> **Short task A**:
According to the passage below, in what year was the book on presidential speech locations published?
>> begin Passage
Associate Professor of Instruction, The University of Texas at Austin

I am a presidency scholar who focuses on rhetoric. My first book looks at the locations of presidential speeches. In other words, do location choices help better inform us about priorities and decisions of administrations? I have published 3 books.

My first book, Why Presidential Speech Locations Matter: Analyzing Speechmaking from Truman to Obama (2018), examines the impact and importance of where presidents choose to speak.

My 2020 book, Donald Trump and the Kayfabe Presidency: Professional Wrestling Rhetoric in the White House, examines how Donald Trump uses professional wrestling language in the presidency to help sway the public. He uses wrestling tactics to craft manufactured realities that emphasize his worldview.
>> end Passage
> **Short task B**:
Report every line in the rows below that contains the string "water". Matches are case-sensitive.
>> begin Input material
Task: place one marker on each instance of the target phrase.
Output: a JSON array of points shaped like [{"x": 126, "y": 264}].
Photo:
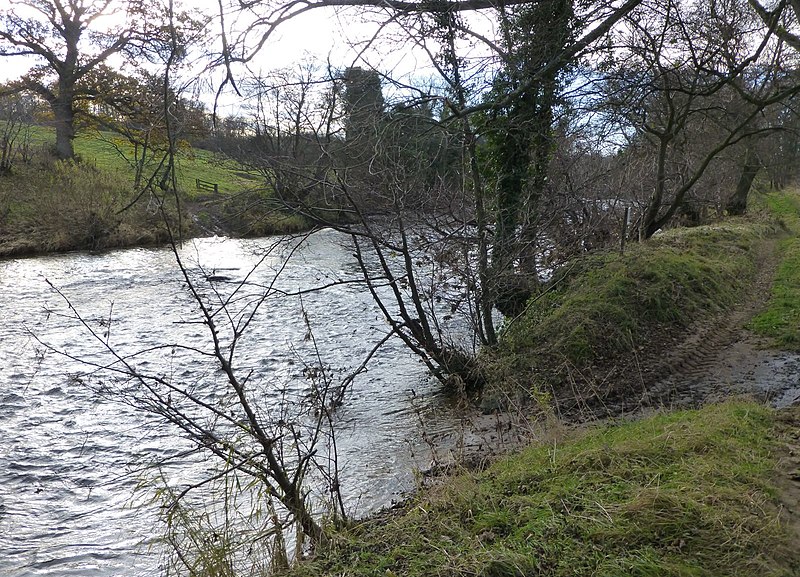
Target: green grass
[
  {"x": 110, "y": 152},
  {"x": 601, "y": 308},
  {"x": 781, "y": 319},
  {"x": 680, "y": 494}
]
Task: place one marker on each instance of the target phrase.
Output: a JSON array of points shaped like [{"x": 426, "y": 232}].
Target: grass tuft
[
  {"x": 686, "y": 493},
  {"x": 598, "y": 310}
]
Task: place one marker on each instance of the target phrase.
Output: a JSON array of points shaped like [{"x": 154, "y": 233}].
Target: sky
[{"x": 321, "y": 34}]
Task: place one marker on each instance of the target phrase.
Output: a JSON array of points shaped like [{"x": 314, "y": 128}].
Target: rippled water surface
[{"x": 70, "y": 459}]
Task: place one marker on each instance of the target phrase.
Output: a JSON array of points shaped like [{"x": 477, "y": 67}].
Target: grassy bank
[
  {"x": 686, "y": 493},
  {"x": 605, "y": 313},
  {"x": 781, "y": 319},
  {"x": 53, "y": 206}
]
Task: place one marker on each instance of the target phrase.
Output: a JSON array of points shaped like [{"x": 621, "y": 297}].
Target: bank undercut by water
[
  {"x": 604, "y": 315},
  {"x": 679, "y": 494}
]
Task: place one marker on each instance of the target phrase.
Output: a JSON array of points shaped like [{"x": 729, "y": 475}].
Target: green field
[{"x": 110, "y": 152}]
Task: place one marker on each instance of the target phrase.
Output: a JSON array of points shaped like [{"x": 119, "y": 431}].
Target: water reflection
[{"x": 71, "y": 457}]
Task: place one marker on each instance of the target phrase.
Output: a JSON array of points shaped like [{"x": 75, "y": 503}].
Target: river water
[{"x": 70, "y": 458}]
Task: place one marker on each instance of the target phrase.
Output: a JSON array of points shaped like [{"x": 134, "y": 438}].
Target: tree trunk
[
  {"x": 65, "y": 125},
  {"x": 737, "y": 202}
]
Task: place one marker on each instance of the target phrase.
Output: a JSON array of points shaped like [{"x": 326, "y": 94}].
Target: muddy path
[{"x": 720, "y": 358}]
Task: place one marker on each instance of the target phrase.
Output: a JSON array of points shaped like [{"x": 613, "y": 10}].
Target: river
[{"x": 70, "y": 459}]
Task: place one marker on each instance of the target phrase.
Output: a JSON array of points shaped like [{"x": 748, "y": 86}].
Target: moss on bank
[
  {"x": 685, "y": 493},
  {"x": 598, "y": 315}
]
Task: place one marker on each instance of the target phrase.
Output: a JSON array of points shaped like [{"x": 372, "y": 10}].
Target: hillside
[{"x": 49, "y": 206}]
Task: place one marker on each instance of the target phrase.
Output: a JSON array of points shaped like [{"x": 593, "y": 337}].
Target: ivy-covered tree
[{"x": 519, "y": 137}]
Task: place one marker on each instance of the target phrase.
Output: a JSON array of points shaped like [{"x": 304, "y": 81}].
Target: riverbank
[
  {"x": 49, "y": 206},
  {"x": 713, "y": 490},
  {"x": 683, "y": 493}
]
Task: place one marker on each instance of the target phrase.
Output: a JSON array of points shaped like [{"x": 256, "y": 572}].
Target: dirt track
[{"x": 715, "y": 359}]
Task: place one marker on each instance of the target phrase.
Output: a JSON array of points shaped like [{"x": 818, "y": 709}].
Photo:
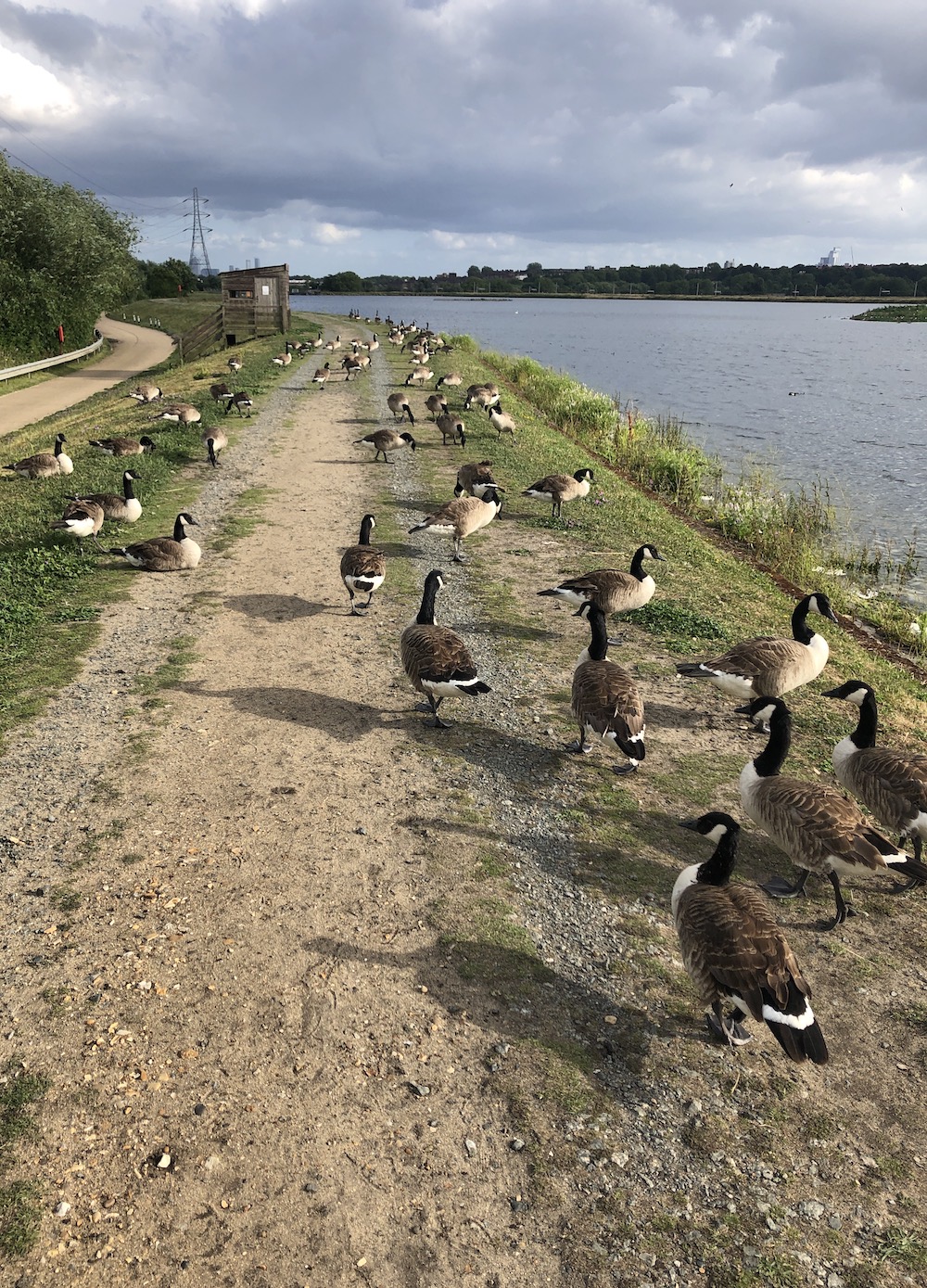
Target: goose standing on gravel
[
  {"x": 815, "y": 824},
  {"x": 124, "y": 446},
  {"x": 609, "y": 589},
  {"x": 119, "y": 509},
  {"x": 363, "y": 567},
  {"x": 400, "y": 406},
  {"x": 437, "y": 404},
  {"x": 474, "y": 478},
  {"x": 463, "y": 516},
  {"x": 436, "y": 658},
  {"x": 605, "y": 699},
  {"x": 768, "y": 666},
  {"x": 891, "y": 784},
  {"x": 80, "y": 519},
  {"x": 558, "y": 489},
  {"x": 737, "y": 954},
  {"x": 44, "y": 465},
  {"x": 241, "y": 402},
  {"x": 214, "y": 440},
  {"x": 385, "y": 440},
  {"x": 165, "y": 554}
]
>> end Input material
> **Solution A**:
2018

> **Solution B**:
Target: rippled water surface
Target: bank undercut by water
Target: water reflection
Target: river water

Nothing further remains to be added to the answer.